* _EXERCISE DETAILS_
Restating every entry exactly is the whole task.

"""

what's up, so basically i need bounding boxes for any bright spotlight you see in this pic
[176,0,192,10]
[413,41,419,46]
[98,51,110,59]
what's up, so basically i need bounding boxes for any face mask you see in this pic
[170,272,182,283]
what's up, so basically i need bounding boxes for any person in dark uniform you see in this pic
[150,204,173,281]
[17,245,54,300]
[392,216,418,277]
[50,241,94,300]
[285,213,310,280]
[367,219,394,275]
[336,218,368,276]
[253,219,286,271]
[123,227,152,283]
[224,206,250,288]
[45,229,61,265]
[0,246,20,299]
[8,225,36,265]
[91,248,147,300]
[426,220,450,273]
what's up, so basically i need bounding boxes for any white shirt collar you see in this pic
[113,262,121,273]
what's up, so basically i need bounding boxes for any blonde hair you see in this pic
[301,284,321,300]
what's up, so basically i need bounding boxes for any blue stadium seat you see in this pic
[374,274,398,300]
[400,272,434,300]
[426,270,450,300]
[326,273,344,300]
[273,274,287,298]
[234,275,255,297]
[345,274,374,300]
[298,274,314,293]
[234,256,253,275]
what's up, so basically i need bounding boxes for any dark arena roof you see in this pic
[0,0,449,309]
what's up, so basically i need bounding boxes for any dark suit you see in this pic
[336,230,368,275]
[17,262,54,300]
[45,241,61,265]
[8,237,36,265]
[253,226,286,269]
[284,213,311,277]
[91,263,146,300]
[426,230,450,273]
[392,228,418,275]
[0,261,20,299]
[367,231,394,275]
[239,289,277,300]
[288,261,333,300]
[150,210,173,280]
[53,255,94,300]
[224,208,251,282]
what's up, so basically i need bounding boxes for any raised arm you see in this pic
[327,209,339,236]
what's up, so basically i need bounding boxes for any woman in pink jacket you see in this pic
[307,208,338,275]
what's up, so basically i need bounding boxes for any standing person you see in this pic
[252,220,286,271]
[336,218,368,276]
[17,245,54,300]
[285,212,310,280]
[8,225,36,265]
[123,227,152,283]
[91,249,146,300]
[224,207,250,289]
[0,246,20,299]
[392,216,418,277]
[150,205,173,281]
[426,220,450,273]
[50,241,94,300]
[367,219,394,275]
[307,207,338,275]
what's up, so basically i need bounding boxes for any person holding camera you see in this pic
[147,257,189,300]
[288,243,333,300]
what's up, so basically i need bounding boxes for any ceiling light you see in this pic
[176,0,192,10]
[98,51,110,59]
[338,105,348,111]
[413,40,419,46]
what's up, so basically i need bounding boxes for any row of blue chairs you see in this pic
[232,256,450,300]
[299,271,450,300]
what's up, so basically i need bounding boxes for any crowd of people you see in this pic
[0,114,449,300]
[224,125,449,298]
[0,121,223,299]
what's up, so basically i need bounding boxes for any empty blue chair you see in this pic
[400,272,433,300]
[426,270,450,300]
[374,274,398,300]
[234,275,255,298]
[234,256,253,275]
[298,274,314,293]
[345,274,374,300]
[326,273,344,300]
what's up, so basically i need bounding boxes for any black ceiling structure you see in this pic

"""

* _ANSWER SECTION_
what's up, so basically i need bounding boxes for any bright spotlight you see in this pic
[176,0,192,10]
[413,41,419,46]
[98,51,110,59]
what's up, so basically i need bounding boxes for any face mask you see in this pic
[170,272,182,283]
what's up, so basically i need bounding boxes for any person in dark uniform you see in this pic
[150,204,173,281]
[17,245,54,300]
[392,216,418,277]
[50,241,94,300]
[285,213,310,280]
[367,219,394,275]
[336,218,368,276]
[253,219,286,271]
[123,227,152,283]
[224,206,250,288]
[45,229,61,265]
[0,246,20,299]
[8,225,36,265]
[91,248,147,300]
[426,220,450,273]
what's up, so basically i need bounding boxes for any white shirt collar you see in this pic
[113,262,121,273]
what's up, so basically i need bounding boxes for any blonde hair you see in this pic
[301,284,321,300]
what's up, so basically i need bounding boxes for any blue stadium seat you see in this pic
[374,274,398,300]
[400,272,434,300]
[426,270,450,300]
[326,273,344,300]
[273,274,287,298]
[234,275,255,297]
[345,274,374,300]
[298,274,314,293]
[234,256,253,275]
what's up, so basically i need bounding boxes for any dark arena roof you see in this pic
[0,0,449,309]
what's up, so basically i need bounding boxes for any dark suit you see in this pic
[336,230,368,275]
[17,262,54,300]
[45,241,61,265]
[8,237,36,265]
[253,226,286,269]
[284,213,311,277]
[91,263,146,300]
[426,230,450,273]
[392,228,418,275]
[0,261,20,299]
[367,231,394,275]
[239,289,277,300]
[288,261,333,300]
[150,210,173,280]
[53,255,94,300]
[224,208,251,282]
what's up, so basically i need bounding boxes for any raised arm you see in this pic
[327,209,339,236]
what's up, so basically i need bounding boxes for any woman in pink jacket you see in this pic
[307,208,338,275]
what's up, so basically i need bounding boxes for any standing person you see in this pic
[252,220,286,271]
[336,218,368,276]
[17,245,54,300]
[285,212,310,280]
[8,225,36,265]
[123,227,152,283]
[91,249,146,300]
[224,207,250,289]
[0,246,20,299]
[392,216,418,277]
[150,205,173,281]
[426,220,450,273]
[50,241,94,300]
[367,219,394,275]
[307,207,338,275]
what's up, so basically i need bounding boxes for any person holding camera you see in this pic
[147,257,189,300]
[288,243,333,300]
what's up, so basically i need bounding boxes for any ceiling light you see in this pic
[176,0,192,10]
[98,51,110,59]
[338,105,348,111]
[413,40,419,46]
what's up, so basically i need bounding boxes for any row of blue chairs you see in this pic
[232,256,450,300]
[299,271,450,300]
what's up, so basically i need bounding boxes for any crowd of people you see in this pic
[0,114,449,300]
[224,125,449,298]
[0,121,223,299]
what's up, so basically i need bounding boxes for any empty blue chair you see in this pic
[400,272,433,300]
[426,270,450,300]
[374,274,398,300]
[234,275,255,298]
[234,256,253,275]
[298,274,314,293]
[345,274,374,300]
[326,273,344,300]
what's up, so basically i need bounding boxes for any black ceiling structure you see in this pic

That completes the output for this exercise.